• [Trecho do texto]:
________
Com a Emenda Constitucional 108/2020, o Fundeb foi finalmente alçado ao status de política permanente de Estado. Estudos robustos indicavam que a complementação da União em 10% havia sido determinante para avanços, mas era ainda insuficiente. E o Novo Fundeb estabeleceu a ampliação gradual da complementação, passando de 10% para 23% até 2026.
A complementação da União aos fundos estaduais passou a se dividir em três modalidades: VAAF, VAAT e VAAR. As três siglas se referem ao valor destinado por aluno matriculado ao longo de um ano, mas seguem sistemáticas distintas de cálculo e distribuição: VAAF (destinado à complementação dos fundos estaduais, conforme modelo original), VAAT (para redes, inclusive municipais, com menor disponibilidade total de recursos) e VAAR (distribuição condicionada a resultados).
O VAAR (Valor Aluno-Ano por Resultados) é a inovação mais peculiar do novo Fundeb. Representa uma parcela pequena do orçamento (até 2,5 pontos percentuais da complementação da União), justamente por ter caráter premiativo. Ele não substitui o apoio estrutural às redes, mas sinaliza resultados que o Estado brasileiro considera desejáveis e busca estimulá-los: aprendizagem com equidade.
Ao atrelar parte dos recursos à melhoria da aprendizagem com redução das desigualdades educacionais, o VAAR explicita uma finalidade do investimento público em educação. Insere, no centro da política federativa, a expectativa de que os gestores educacionais atuem para promover o avanço de todos os estudantes, especialmente os mais vulneráveis.
É um avanço relevante que a regulamentação do VAAR explicite a redução de desigualdades entre grupos socioeconômicos, raciais e de estudantes com deficiência como um objetivo. Também é positivo que priorize o avanço de estudantes com níveis de aprendizado mais aquém do considerado adequado.
________
• [Listagem fornecida]:
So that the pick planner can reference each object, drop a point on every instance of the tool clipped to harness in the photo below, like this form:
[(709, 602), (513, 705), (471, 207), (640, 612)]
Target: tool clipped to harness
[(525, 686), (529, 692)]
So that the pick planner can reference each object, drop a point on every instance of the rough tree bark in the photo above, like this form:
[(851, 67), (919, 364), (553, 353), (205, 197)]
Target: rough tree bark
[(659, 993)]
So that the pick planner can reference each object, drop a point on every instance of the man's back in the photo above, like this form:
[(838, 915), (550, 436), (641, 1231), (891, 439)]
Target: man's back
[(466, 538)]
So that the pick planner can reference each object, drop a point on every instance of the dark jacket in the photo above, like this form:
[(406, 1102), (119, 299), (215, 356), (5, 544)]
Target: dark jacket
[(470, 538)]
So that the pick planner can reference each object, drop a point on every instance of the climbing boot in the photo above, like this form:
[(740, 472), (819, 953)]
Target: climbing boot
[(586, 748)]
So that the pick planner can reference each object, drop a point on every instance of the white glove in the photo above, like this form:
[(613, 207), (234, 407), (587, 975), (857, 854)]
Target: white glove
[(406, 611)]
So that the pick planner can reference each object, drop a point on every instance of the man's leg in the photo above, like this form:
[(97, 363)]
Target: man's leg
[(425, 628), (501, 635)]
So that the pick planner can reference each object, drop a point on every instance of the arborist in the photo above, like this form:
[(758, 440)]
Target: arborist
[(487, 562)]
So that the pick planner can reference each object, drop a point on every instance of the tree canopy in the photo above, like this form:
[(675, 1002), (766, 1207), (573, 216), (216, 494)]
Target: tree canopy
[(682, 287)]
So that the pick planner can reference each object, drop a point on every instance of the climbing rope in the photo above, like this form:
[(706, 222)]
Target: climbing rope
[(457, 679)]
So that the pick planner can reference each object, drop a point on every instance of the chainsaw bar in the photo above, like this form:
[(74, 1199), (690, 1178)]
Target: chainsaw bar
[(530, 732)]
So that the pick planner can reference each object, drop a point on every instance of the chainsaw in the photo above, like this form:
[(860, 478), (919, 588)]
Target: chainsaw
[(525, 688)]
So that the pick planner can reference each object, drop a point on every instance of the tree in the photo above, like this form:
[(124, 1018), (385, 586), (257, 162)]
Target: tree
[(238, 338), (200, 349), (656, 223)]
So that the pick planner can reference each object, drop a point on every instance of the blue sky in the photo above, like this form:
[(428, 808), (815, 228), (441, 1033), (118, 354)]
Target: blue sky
________
• [Objetivo 1]:
Copie fielmente a parte do trecho sobre o Fundeb que começa em "A complementação da União aos" e segue até "aprendizagem com equidade.".
• [Objetivo 2]:
De acordo com o trecho sobre o Fundeb, a que percentual o Novo Fundeb prevê ampliar a complementação da União até 2026?
A listagem foi obtida de uma fonte diferente da do trecho.

• [Resposta completa 1]:
A complementação da União aos fundos estaduais passou a se dividir em três modalidades: VAAF, VAAT e VAAR. As três siglas se referem ao valor destinado por aluno matriculado ao longo de um ano, mas seguem sistemáticas distintas de cálculo e distribuição: VAAF (destinado à complementação dos fundos estaduais, conforme modelo original), VAAT (para redes, inclusive municipais, com menor disponibilidade total de recursos) e VAAR (distribuição condicionada a resultados).
O VAAR (Valor Aluno-Ano por Resultados) é a inovação mais peculiar do novo Fundeb. Representa uma parcela pequena do orçamento (até 2,5 pontos percentuais da complementação da União), justamente por ter caráter premiativo. Ele não substitui o apoio estrutural às redes, mas sinaliza resultados que o Estado brasileiro considera desejáveis e busca estimulá-los: aprendizagem com equidade.

• [Resposta completa 2]:
A complementação da União deve passar de 10% para 23% até 2026.